» TO DO:
Please give back all the records exactly, but keep the pictures out.

» Referring expression data:
+ + + + +

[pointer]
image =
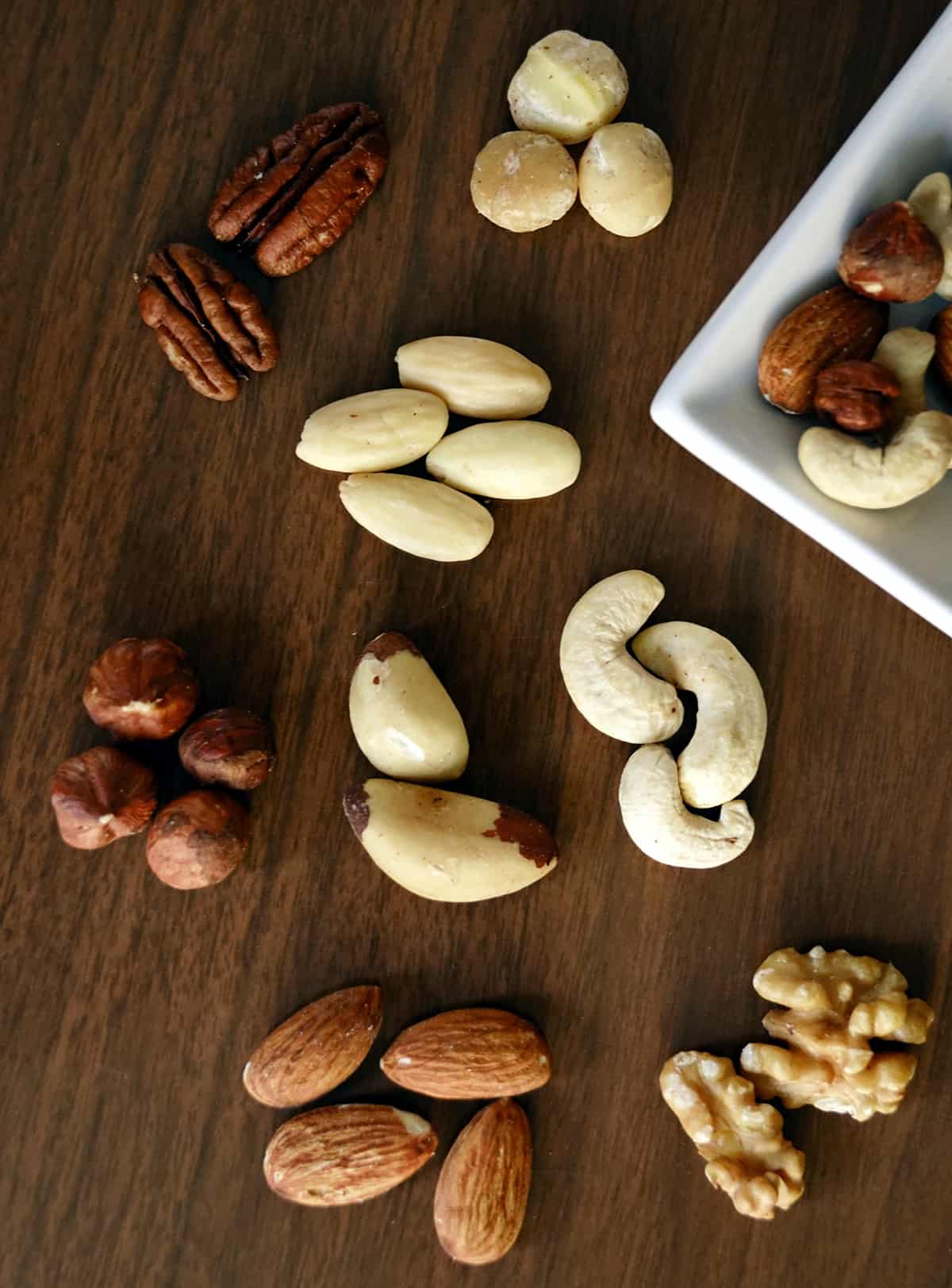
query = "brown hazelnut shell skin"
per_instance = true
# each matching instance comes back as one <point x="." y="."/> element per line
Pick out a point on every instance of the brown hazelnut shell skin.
<point x="229" y="746"/>
<point x="198" y="839"/>
<point x="140" y="690"/>
<point x="893" y="256"/>
<point x="101" y="796"/>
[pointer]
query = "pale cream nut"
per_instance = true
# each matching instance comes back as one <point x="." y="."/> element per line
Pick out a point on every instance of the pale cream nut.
<point x="417" y="516"/>
<point x="445" y="845"/>
<point x="474" y="378"/>
<point x="747" y="1155"/>
<point x="625" y="179"/>
<point x="656" y="820"/>
<point x="512" y="460"/>
<point x="611" y="690"/>
<point x="405" y="721"/>
<point x="378" y="430"/>
<point x="524" y="182"/>
<point x="835" y="1004"/>
<point x="931" y="201"/>
<point x="724" y="752"/>
<point x="567" y="87"/>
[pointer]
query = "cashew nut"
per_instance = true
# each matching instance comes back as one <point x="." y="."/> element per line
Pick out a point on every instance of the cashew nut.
<point x="658" y="823"/>
<point x="907" y="353"/>
<point x="931" y="200"/>
<point x="724" y="752"/>
<point x="611" y="690"/>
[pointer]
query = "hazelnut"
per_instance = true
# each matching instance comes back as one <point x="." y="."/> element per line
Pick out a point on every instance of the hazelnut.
<point x="942" y="326"/>
<point x="858" y="397"/>
<point x="101" y="796"/>
<point x="524" y="182"/>
<point x="140" y="690"/>
<point x="231" y="746"/>
<point x="198" y="840"/>
<point x="892" y="256"/>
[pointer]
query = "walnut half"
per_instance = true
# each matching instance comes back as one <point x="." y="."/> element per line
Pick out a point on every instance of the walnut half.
<point x="835" y="1002"/>
<point x="747" y="1155"/>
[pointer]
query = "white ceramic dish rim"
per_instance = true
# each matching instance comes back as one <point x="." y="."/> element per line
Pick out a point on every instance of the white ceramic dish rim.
<point x="673" y="413"/>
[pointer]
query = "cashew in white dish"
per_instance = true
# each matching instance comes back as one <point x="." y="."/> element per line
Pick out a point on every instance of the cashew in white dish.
<point x="931" y="201"/>
<point x="611" y="690"/>
<point x="656" y="818"/>
<point x="724" y="752"/>
<point x="907" y="353"/>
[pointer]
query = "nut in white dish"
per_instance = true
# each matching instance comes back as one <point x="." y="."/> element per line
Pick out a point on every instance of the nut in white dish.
<point x="405" y="721"/>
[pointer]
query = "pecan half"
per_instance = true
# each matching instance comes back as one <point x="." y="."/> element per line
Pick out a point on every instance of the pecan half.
<point x="858" y="397"/>
<point x="209" y="325"/>
<point x="294" y="198"/>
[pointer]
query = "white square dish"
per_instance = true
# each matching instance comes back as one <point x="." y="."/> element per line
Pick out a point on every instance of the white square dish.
<point x="710" y="402"/>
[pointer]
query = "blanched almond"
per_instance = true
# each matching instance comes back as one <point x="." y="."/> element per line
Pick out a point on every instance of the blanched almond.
<point x="445" y="845"/>
<point x="424" y="518"/>
<point x="485" y="1185"/>
<point x="513" y="460"/>
<point x="345" y="1153"/>
<point x="378" y="430"/>
<point x="404" y="719"/>
<point x="316" y="1048"/>
<point x="474" y="378"/>
<point x="470" y="1054"/>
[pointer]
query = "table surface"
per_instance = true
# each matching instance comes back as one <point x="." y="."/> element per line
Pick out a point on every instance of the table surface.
<point x="136" y="508"/>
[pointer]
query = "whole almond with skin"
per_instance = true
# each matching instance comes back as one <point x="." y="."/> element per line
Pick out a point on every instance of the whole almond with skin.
<point x="943" y="344"/>
<point x="345" y="1155"/>
<point x="483" y="1185"/>
<point x="445" y="845"/>
<point x="315" y="1050"/>
<point x="832" y="326"/>
<point x="472" y="1054"/>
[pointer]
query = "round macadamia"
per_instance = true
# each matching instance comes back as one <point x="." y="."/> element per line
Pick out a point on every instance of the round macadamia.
<point x="625" y="179"/>
<point x="524" y="181"/>
<point x="567" y="87"/>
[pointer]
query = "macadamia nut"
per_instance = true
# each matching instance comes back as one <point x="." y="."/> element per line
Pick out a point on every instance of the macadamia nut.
<point x="567" y="87"/>
<point x="625" y="179"/>
<point x="524" y="182"/>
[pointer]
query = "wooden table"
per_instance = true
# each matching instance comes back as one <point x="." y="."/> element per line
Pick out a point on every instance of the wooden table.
<point x="132" y="1155"/>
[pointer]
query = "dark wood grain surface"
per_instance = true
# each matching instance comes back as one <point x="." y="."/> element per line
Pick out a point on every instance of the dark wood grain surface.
<point x="130" y="1153"/>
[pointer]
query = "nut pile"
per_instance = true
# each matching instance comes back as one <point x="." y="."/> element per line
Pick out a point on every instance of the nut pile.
<point x="504" y="457"/>
<point x="437" y="844"/>
<point x="834" y="355"/>
<point x="633" y="697"/>
<point x="568" y="90"/>
<point x="286" y="204"/>
<point x="834" y="1005"/>
<point x="339" y="1155"/>
<point x="146" y="690"/>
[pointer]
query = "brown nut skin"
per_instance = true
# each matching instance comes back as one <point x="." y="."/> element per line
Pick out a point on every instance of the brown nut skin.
<point x="942" y="326"/>
<point x="893" y="256"/>
<point x="99" y="796"/>
<point x="857" y="397"/>
<point x="297" y="196"/>
<point x="140" y="690"/>
<point x="198" y="840"/>
<point x="229" y="746"/>
<point x="832" y="326"/>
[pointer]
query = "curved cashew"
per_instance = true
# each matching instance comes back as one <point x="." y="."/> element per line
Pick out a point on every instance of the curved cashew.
<point x="907" y="353"/>
<point x="931" y="200"/>
<point x="656" y="820"/>
<point x="613" y="693"/>
<point x="724" y="752"/>
<point x="875" y="478"/>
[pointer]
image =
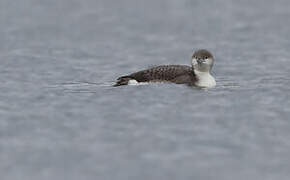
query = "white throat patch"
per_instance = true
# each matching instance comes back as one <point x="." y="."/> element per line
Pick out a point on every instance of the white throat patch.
<point x="205" y="79"/>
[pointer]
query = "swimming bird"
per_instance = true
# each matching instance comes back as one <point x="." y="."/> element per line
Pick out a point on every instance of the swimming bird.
<point x="197" y="75"/>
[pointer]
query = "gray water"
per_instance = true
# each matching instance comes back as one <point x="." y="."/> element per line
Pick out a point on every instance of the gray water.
<point x="61" y="119"/>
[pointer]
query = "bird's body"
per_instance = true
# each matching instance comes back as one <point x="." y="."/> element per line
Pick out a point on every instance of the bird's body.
<point x="178" y="74"/>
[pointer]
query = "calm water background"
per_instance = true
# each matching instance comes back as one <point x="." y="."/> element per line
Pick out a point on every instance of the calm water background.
<point x="61" y="119"/>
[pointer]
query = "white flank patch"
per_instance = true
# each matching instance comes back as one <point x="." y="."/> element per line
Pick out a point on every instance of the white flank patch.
<point x="133" y="82"/>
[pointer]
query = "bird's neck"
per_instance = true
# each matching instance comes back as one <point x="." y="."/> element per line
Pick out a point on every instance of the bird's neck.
<point x="204" y="79"/>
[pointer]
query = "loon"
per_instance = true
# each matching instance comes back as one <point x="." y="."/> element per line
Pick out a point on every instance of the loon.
<point x="197" y="75"/>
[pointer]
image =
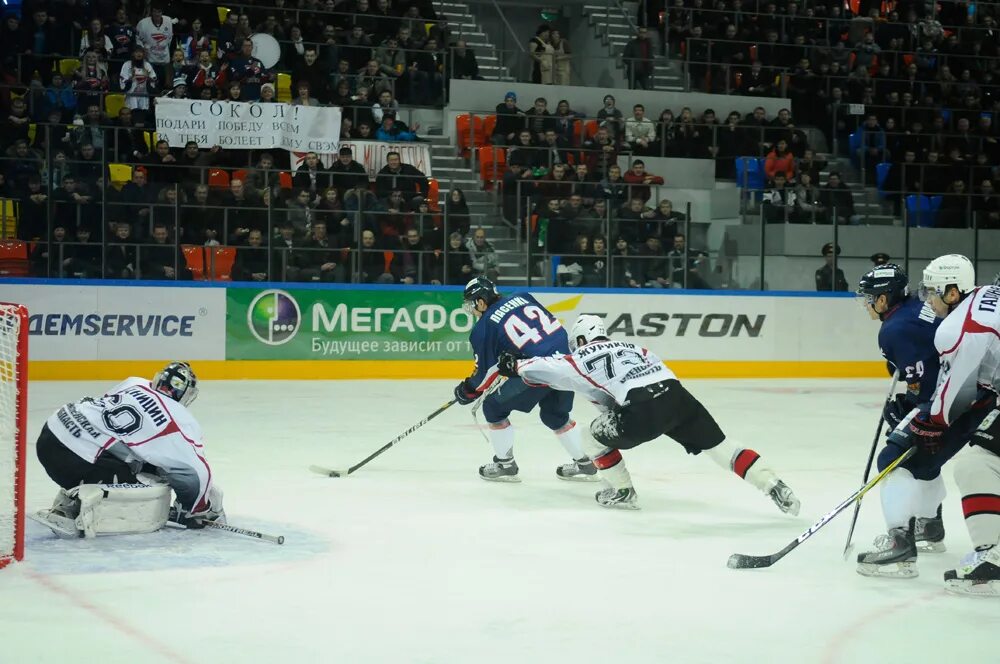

+ + + + +

» SOLUTION FOR THIS TASK:
[pointer]
image =
query = "brown hazelnut shell skin"
per_instance = true
# each matching instance comes back as one <point x="." y="."/> element per line
Pick out a point on every instance of the brown hazelnut shell skin.
<point x="229" y="746"/>
<point x="198" y="839"/>
<point x="140" y="690"/>
<point x="893" y="256"/>
<point x="101" y="796"/>
[pointer]
query = "pale cream nut"
per_instance = true
# each matching instance comes back as one <point x="." y="."/> element per line
Pick out a point on every instance of the pale cream nut.
<point x="417" y="516"/>
<point x="445" y="845"/>
<point x="474" y="378"/>
<point x="747" y="1155"/>
<point x="625" y="179"/>
<point x="656" y="820"/>
<point x="512" y="460"/>
<point x="611" y="690"/>
<point x="405" y="721"/>
<point x="378" y="430"/>
<point x="524" y="182"/>
<point x="835" y="1004"/>
<point x="931" y="201"/>
<point x="724" y="752"/>
<point x="567" y="87"/>
[pointer]
query = "cashew nut"
per_instance = true
# each matching instance comes back as one <point x="." y="."/> element per line
Pick out a point on every instance of the cashew nut.
<point x="658" y="823"/>
<point x="907" y="353"/>
<point x="931" y="200"/>
<point x="724" y="752"/>
<point x="611" y="690"/>
[pointer]
query = "hazelnut"
per_instance = true
# each matching instance comes back as one <point x="." y="."/> element per line
Pick out a point on every instance of the hazelnut.
<point x="942" y="326"/>
<point x="858" y="397"/>
<point x="101" y="796"/>
<point x="524" y="182"/>
<point x="140" y="690"/>
<point x="231" y="746"/>
<point x="198" y="840"/>
<point x="892" y="256"/>
[pointer]
query = "walnut half"
per_instance = true
# each matching instance comes back as one <point x="." y="."/> element per line
Pick out a point on every instance of the walnut half.
<point x="835" y="1002"/>
<point x="747" y="1155"/>
[pointer]
query = "white ceramic dish rim"
per_instance = true
# each matching instance comes back as one <point x="." y="."/> element per line
Pick out a point on every instance of the white ceramic dish rim.
<point x="673" y="413"/>
[pointer]
query = "cashew in white dish"
per_instance = true
# each matching instance comes back as one <point x="." y="."/> element per line
Pick out a point on every instance of the cashew in white dish.
<point x="931" y="201"/>
<point x="611" y="690"/>
<point x="656" y="818"/>
<point x="724" y="752"/>
<point x="907" y="353"/>
[pointer]
query = "nut in white dish"
per_instance = true
# each matching instance comes back as one <point x="." y="."/> element per line
Pick out a point on every instance of the nut in white dish.
<point x="405" y="721"/>
[pointer]
query = "pecan half"
per_instance = true
# each matching instance comes back as one <point x="." y="."/> element per line
Pick out a point on every instance of the pecan half.
<point x="858" y="397"/>
<point x="209" y="325"/>
<point x="294" y="198"/>
[pointer]
query = "white square dish"
per_instance = true
# each matching instance comes back as one <point x="." y="."/> element per line
Pick out a point on every instance of the white square dish.
<point x="710" y="402"/>
[pointer]
query = "blanched almond"
per_instance = true
# each matching instance comes back as one <point x="." y="."/> element per line
Pick out a point on every instance of the blanched almond.
<point x="445" y="845"/>
<point x="424" y="518"/>
<point x="485" y="1185"/>
<point x="513" y="460"/>
<point x="345" y="1153"/>
<point x="378" y="430"/>
<point x="404" y="719"/>
<point x="316" y="1048"/>
<point x="474" y="378"/>
<point x="470" y="1054"/>
[pointer]
query = "table surface"
per_instance = true
# each matching instance comes back as one <point x="." y="."/> element per line
Pick out a point on every instance of the table surface.
<point x="136" y="508"/>
[pointer]
query = "whole almond with skin"
per_instance = true
# each matching instance comes back as one <point x="." y="."/> element per line
Pick out a point on every instance of the whole almond with skin.
<point x="943" y="344"/>
<point x="345" y="1155"/>
<point x="483" y="1185"/>
<point x="445" y="845"/>
<point x="315" y="1050"/>
<point x="832" y="326"/>
<point x="472" y="1054"/>
[pointer]
query = "round macadamia"
per_instance = true
# each matching instance comes back as one <point x="." y="."/> element per line
Pick out a point on every instance of the round macadamia.
<point x="625" y="179"/>
<point x="524" y="181"/>
<point x="567" y="87"/>
[pointer]
query = "macadamia nut"
per_instance = true
# each matching instance comes back as one <point x="." y="."/> element per line
Pick out a point on every instance of the macadamia nut.
<point x="567" y="87"/>
<point x="625" y="179"/>
<point x="524" y="182"/>
[pointer]
query = "wooden table"
per_instance = true
# each matching instance comes back as one <point x="." y="."/> element per line
Pick out a point on every instance of the wooden table.
<point x="132" y="1155"/>
[pointer]
query = "dark wood grain surface"
per_instance = true
# each matching instance comes back as one <point x="." y="."/> element per line
Pick out a point on every instance of the dark wood grain surface.
<point x="130" y="1153"/>
[pointer]
query = "nut pile"
per_instance = true
# each matching instance comes back as one <point x="." y="."/> element per line
Pick out a point on every instance of the nut pile.
<point x="504" y="457"/>
<point x="437" y="844"/>
<point x="834" y="355"/>
<point x="633" y="697"/>
<point x="568" y="90"/>
<point x="286" y="204"/>
<point x="834" y="1005"/>
<point x="339" y="1155"/>
<point x="146" y="690"/>
[pointer]
query = "brown nut skin"
per_instance = true
# each matching instance comes back as one <point x="." y="."/> element per line
Pick out a point on every instance of the brown nut skin.
<point x="942" y="326"/>
<point x="893" y="256"/>
<point x="99" y="796"/>
<point x="857" y="397"/>
<point x="297" y="196"/>
<point x="140" y="690"/>
<point x="198" y="840"/>
<point x="229" y="746"/>
<point x="832" y="326"/>
[pointer]
query = "curved cashew"
per_instance = true
# each matching instance comes back as one <point x="." y="."/> element per line
Pick out a point on every instance of the curved cashew.
<point x="907" y="353"/>
<point x="931" y="200"/>
<point x="656" y="820"/>
<point x="613" y="693"/>
<point x="724" y="752"/>
<point x="875" y="478"/>
[pointer]
image =
query = "white throat patch"
per_instance = true
# each matching instance comes back as one <point x="." y="."/> element per line
Pick out a point on every instance of the white throat patch.
<point x="205" y="79"/>
[pointer]
query = "swimming bird"
per_instance = true
# each matching instance comes back as one <point x="." y="."/> element per line
Pick out a point on every instance of the swimming bird.
<point x="197" y="75"/>
[pointer]
query = "gray water"
per_instance = true
# each matching instance comes back as one <point x="." y="."/> element per line
Pick out a point on every instance of the gray water.
<point x="61" y="119"/>
[pointer]
query = "bird's body"
per_instance = true
# each matching instance comes back as one <point x="." y="."/> element per line
Pick out a point on every instance of the bird's body.
<point x="178" y="74"/>
[pointer]
query = "calm water background"
per_instance = true
# each matching instance comes back as one <point x="." y="."/> element per line
Pick out a point on every instance of the calm water background.
<point x="61" y="119"/>
[pointer]
query = "white flank patch"
per_instance = true
# each matching instance comes back as one <point x="." y="."/> element per line
Pick out a point on every instance of the white flank patch.
<point x="133" y="82"/>
[pointer]
query = "bird's neck"
per_instance = true
# each matching instance comes back as one <point x="." y="."/> element per line
Pick out a point on every instance of the bird's neck.
<point x="204" y="79"/>
[pointer]
query = "loon"
per_instance = true
# each matching instance comes back as one <point x="." y="."/> element per line
Pick out a point on every instance of the loon.
<point x="197" y="75"/>
[pointer]
image =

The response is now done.